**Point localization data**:
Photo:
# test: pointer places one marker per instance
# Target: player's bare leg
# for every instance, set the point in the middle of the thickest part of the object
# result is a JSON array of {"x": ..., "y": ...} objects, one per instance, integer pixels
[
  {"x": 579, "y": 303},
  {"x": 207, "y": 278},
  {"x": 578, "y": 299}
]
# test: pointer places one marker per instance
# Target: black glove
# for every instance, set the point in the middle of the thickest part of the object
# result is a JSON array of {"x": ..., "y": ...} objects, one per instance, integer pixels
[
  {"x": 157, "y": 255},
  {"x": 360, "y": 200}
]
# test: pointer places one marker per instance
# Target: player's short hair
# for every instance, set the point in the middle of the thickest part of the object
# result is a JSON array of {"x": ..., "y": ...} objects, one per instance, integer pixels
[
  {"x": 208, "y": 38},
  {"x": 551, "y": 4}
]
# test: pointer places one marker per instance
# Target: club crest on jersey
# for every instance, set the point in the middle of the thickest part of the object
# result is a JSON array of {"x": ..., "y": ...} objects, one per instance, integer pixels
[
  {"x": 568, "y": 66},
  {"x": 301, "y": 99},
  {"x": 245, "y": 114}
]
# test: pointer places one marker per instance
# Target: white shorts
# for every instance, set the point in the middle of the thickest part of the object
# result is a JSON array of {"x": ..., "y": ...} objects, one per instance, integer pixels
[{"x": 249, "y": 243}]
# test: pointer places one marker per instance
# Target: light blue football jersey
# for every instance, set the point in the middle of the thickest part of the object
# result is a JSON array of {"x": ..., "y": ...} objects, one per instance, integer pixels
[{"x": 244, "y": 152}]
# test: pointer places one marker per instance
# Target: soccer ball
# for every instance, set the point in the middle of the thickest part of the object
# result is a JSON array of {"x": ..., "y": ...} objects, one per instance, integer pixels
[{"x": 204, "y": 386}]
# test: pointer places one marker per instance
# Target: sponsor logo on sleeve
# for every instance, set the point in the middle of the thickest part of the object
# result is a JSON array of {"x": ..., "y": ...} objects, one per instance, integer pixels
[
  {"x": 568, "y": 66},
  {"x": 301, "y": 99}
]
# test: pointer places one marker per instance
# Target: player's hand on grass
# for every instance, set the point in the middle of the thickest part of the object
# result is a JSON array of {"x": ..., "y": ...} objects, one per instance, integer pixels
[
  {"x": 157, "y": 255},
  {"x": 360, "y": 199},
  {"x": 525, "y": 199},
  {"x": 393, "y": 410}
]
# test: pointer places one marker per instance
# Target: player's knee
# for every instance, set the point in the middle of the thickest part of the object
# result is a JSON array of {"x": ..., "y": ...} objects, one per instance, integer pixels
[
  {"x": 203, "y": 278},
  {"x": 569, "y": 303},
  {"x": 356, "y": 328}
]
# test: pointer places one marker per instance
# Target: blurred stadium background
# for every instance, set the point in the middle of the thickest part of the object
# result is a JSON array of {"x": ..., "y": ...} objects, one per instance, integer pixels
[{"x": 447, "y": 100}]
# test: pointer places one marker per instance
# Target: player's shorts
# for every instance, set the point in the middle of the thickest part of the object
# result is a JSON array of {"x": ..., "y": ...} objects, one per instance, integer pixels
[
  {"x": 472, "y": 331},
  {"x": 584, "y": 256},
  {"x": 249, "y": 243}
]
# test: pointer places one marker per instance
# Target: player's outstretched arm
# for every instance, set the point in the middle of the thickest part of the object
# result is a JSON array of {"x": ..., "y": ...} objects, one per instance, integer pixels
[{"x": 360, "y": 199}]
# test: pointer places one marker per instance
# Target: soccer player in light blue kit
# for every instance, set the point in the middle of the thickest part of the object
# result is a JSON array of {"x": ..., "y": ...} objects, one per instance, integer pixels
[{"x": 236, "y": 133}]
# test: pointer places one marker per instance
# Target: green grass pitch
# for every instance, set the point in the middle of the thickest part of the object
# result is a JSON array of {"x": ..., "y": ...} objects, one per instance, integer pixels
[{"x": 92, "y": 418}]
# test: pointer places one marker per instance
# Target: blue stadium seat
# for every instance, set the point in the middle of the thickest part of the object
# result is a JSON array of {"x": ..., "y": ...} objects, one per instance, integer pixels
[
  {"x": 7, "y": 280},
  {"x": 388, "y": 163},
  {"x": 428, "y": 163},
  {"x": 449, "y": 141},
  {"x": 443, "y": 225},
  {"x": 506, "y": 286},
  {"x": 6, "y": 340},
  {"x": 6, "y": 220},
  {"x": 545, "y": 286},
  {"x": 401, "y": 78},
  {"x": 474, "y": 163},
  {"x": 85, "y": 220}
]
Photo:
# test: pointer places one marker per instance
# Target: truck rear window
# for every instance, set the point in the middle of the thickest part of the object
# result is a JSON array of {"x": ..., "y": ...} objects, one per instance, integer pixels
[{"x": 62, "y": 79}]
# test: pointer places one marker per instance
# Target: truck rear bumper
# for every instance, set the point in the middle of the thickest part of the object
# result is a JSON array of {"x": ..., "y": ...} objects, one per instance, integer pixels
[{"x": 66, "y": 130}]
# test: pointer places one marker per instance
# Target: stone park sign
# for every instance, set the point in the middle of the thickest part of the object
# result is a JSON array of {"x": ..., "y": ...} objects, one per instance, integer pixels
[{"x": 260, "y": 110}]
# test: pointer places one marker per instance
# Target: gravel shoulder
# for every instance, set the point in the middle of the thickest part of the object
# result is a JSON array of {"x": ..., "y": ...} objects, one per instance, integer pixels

**EXERCISE REQUIREMENTS**: Begin at the top of the records above and quote each line exactly, ending with the line that contains "# Target: black glove".

**SOLUTION TO THE PROBLEM**:
Photo:
# test: pointer places one marker per instance
# Target: player's bare leg
# for every instance, set the point in the middle of the thickest part of the object
# result is a JSON array of {"x": ..., "y": ...} objects, one per instance, integer pixels
[
  {"x": 579, "y": 303},
  {"x": 207, "y": 278},
  {"x": 578, "y": 299}
]
# test: pointer places one marker per instance
# Target: black glove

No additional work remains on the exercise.